Work instructions
Please reproduce the material word for word, starting from its first line and ending after the line that contains "[67,298,160,319]".

Provided data
_____
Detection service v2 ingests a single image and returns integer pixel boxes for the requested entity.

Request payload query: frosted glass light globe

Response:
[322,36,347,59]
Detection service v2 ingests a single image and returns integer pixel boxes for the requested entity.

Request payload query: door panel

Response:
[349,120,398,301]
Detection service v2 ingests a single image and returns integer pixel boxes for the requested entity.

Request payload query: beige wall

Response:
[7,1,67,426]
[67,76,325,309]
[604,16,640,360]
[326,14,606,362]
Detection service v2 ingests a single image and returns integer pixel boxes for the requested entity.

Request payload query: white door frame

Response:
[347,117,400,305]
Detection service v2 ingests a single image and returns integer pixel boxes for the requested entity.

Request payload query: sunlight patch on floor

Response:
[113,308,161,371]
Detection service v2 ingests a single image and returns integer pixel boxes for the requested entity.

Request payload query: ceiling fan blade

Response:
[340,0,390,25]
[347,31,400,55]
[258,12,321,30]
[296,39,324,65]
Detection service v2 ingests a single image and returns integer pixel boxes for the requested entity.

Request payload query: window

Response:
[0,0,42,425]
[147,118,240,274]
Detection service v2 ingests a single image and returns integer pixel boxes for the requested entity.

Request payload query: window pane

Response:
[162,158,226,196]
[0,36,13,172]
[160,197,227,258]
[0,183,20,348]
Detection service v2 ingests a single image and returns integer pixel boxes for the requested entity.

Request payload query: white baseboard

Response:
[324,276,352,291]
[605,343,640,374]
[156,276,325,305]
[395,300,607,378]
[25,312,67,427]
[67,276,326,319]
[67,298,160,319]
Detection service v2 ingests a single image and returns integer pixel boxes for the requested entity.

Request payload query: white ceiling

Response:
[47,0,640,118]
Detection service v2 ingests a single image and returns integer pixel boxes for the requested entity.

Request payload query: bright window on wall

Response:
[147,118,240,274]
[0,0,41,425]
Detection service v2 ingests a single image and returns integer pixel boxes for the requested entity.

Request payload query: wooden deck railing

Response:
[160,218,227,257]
_____
Task solution
Detection service v2 ingests a single image and returns integer pixel boxes for the requested entity.

Request payload query: frosted glass light globe

Response:
[322,36,347,59]
Detection service v2 ingests a single image and returns integer pixel boxes for the requested entity.

Request payload query: door panel

Response:
[349,120,398,301]
Detection service v2 ingests a single image and returns integer pixel boxes for the requested entity.

Request payload query: beige wall

Response:
[7,1,67,426]
[67,76,325,309]
[604,16,640,360]
[326,14,606,362]
Detection service v2 ingests a single image and returns integer pixel boxes for the requested entity.

Request payload query: white door frame

Response:
[347,117,400,305]
Detection service v2 ingests a single image and returns integer pixel boxes for the requested entity.

Request payload query: sunlight patch on floor

Response:
[113,308,161,371]
Detection service v2 ingests a single image and returns integer pixel boxes for the requested entity.

Request payload query: ceiling fan blade

Response:
[340,0,390,25]
[347,31,400,55]
[258,12,321,30]
[296,39,324,65]
Detection service v2 ingests a single image and returns integer pixel boxes for the requested entity.

Request payload query: window

Response:
[0,0,42,425]
[147,118,240,274]
Detection service v2 ingests a single image and returns integer pixel boxes for the requested entity.

Request payload query: window pane

Response:
[162,158,226,196]
[0,36,13,172]
[160,197,227,258]
[0,183,20,348]
Detection service v2 ingests a single image and returns integer pixel boxes for the requested entity.

Request payload query: white baseboard

Response:
[324,276,352,291]
[605,343,640,374]
[156,276,325,305]
[395,300,607,378]
[25,312,67,427]
[67,276,326,319]
[67,298,160,319]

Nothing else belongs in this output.